_What needs to be done_
Quote the lines of the entries below that run from the line containing "helicopter door, each" through the final line of the entries, including both ends.

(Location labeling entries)
— Start —
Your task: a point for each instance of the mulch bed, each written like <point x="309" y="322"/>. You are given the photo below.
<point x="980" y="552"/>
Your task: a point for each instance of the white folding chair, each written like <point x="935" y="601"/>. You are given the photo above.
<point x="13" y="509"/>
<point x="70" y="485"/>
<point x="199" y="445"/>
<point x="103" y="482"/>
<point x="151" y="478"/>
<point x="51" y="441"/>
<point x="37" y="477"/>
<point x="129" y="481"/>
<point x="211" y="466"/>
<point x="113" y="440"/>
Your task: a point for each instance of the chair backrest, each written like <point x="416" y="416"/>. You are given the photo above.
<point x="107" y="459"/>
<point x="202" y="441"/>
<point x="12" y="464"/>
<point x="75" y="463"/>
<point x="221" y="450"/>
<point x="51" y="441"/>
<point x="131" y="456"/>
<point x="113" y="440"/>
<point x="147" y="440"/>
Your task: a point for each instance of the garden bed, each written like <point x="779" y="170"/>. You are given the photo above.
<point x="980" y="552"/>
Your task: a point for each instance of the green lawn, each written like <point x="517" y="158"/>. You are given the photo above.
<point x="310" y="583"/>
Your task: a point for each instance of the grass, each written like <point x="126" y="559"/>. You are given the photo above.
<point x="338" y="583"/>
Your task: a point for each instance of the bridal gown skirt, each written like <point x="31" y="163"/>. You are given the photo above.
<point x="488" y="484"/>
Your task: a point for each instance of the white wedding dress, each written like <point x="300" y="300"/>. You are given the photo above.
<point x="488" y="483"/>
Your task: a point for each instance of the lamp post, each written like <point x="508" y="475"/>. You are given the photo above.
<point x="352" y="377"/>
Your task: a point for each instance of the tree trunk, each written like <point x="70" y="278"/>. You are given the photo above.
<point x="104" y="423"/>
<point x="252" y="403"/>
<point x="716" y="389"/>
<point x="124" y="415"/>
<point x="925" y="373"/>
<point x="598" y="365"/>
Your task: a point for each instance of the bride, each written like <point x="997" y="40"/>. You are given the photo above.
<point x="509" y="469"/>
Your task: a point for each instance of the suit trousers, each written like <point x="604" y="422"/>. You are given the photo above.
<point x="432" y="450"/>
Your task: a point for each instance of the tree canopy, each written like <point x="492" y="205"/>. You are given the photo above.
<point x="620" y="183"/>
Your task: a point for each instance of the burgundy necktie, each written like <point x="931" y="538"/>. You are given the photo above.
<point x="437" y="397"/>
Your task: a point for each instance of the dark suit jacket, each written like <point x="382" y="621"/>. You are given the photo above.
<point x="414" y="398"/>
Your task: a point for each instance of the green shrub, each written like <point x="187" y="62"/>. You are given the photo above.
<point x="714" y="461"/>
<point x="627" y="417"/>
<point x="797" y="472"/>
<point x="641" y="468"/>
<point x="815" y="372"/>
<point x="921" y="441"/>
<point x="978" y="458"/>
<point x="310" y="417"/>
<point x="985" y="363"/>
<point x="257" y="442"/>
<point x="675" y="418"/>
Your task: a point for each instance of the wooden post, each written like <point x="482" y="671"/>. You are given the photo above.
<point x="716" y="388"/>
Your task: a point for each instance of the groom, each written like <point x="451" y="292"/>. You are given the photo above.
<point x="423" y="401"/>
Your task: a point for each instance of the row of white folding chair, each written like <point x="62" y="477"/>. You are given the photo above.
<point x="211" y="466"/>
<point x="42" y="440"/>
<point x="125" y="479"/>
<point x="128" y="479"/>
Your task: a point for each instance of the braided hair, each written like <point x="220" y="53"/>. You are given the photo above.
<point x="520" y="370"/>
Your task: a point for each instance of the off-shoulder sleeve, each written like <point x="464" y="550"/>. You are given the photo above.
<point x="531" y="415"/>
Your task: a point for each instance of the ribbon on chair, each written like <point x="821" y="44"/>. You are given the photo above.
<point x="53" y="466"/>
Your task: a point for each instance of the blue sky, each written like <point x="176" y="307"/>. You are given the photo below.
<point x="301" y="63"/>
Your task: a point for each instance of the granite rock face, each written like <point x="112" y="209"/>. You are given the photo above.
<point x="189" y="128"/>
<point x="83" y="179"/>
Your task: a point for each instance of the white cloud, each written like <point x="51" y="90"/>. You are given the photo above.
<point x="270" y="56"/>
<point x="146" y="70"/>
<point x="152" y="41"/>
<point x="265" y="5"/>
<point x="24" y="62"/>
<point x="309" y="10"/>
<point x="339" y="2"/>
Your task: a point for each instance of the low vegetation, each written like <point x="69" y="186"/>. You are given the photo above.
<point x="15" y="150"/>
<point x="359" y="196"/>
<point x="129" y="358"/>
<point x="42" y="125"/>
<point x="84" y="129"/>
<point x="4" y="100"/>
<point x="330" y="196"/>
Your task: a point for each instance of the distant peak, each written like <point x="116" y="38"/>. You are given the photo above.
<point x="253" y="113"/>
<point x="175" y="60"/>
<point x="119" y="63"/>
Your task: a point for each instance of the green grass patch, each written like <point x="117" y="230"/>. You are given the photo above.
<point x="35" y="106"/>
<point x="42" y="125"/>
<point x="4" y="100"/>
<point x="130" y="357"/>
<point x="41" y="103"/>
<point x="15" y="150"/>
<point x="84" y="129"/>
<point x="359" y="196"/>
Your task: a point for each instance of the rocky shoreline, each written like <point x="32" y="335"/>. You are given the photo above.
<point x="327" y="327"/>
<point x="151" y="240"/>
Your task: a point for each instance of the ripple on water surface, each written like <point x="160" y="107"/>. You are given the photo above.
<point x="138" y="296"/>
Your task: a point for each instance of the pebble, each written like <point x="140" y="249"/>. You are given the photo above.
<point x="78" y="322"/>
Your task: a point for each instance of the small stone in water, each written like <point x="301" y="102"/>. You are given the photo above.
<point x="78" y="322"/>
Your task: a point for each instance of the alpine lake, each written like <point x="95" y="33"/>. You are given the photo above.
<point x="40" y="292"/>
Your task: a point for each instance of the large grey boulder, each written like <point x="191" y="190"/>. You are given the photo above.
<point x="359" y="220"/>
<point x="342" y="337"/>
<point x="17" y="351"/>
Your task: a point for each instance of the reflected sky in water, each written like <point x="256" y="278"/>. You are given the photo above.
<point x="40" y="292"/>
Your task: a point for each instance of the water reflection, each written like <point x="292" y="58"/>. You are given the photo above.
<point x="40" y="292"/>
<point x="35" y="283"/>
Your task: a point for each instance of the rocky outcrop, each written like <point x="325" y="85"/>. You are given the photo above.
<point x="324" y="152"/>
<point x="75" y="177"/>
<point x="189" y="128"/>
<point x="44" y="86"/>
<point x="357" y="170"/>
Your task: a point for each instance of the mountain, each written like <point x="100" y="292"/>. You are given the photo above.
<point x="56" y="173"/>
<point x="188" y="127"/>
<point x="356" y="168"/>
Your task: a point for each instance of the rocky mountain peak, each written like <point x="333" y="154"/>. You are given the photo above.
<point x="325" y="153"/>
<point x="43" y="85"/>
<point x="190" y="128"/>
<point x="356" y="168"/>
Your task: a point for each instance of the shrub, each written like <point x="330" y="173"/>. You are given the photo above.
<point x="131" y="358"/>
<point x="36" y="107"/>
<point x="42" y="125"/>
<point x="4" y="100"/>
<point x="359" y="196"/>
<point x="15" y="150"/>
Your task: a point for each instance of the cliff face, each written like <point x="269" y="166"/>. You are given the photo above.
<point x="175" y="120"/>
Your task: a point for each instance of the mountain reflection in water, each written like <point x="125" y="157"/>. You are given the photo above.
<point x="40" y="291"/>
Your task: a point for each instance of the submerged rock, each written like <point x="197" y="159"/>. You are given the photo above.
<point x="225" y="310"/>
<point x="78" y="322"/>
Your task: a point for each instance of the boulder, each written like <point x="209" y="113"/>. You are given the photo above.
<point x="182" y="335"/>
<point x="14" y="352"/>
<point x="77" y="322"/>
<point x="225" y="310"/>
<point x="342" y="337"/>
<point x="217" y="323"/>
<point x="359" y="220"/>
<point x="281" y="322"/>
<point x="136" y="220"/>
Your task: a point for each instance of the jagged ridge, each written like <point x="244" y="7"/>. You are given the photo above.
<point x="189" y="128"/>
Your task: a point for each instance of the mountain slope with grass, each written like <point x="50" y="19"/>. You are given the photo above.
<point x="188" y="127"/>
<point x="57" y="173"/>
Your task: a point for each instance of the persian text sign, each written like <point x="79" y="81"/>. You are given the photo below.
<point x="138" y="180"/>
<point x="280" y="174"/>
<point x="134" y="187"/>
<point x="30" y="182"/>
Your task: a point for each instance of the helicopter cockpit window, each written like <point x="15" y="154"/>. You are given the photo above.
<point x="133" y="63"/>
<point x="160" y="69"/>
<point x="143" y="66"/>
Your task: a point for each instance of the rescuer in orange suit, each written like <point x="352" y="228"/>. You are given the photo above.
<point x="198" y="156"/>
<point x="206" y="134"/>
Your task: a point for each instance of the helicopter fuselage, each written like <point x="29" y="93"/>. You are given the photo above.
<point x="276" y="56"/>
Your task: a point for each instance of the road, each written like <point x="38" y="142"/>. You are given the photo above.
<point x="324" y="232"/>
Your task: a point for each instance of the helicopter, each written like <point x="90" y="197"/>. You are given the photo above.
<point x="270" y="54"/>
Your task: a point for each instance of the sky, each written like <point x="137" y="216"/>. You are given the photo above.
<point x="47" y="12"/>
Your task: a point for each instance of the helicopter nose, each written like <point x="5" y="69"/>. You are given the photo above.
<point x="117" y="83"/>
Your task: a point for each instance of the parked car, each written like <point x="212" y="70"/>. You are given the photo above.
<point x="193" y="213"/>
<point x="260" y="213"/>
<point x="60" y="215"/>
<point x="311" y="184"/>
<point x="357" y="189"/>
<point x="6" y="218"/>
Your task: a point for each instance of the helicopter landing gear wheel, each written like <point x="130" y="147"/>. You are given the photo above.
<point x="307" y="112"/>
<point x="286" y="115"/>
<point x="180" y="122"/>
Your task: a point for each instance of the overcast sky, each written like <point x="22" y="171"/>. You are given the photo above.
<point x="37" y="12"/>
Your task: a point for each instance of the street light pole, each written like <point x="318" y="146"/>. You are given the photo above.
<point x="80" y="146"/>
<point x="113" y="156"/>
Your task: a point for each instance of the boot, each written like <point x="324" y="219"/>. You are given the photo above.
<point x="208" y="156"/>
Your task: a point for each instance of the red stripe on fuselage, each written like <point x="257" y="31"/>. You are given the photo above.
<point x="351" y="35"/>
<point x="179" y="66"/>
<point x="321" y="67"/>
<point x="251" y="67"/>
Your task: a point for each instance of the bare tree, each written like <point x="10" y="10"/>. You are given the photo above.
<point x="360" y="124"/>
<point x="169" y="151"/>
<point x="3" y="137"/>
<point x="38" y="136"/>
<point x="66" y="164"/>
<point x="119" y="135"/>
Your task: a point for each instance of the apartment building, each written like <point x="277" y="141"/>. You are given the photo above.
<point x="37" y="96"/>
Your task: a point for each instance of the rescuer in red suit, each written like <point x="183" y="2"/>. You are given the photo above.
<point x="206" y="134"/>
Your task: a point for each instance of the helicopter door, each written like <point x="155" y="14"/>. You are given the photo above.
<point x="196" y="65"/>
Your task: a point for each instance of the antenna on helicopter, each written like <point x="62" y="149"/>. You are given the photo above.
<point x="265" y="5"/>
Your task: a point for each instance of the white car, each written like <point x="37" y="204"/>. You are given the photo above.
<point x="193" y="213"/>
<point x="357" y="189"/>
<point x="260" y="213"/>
— End —
_Expected answer_
Your task: a point for each instance of the helicopter door, each written like <point x="155" y="14"/>. You are given the photo above.
<point x="196" y="65"/>
Your task: a point for each instance of the antenna on helicopter, each written like <point x="62" y="149"/>. You are given the photo above.
<point x="265" y="5"/>
Your task: a point for each instance of the white car, each written like <point x="37" y="204"/>. You are given the photo above.
<point x="193" y="213"/>
<point x="357" y="189"/>
<point x="260" y="213"/>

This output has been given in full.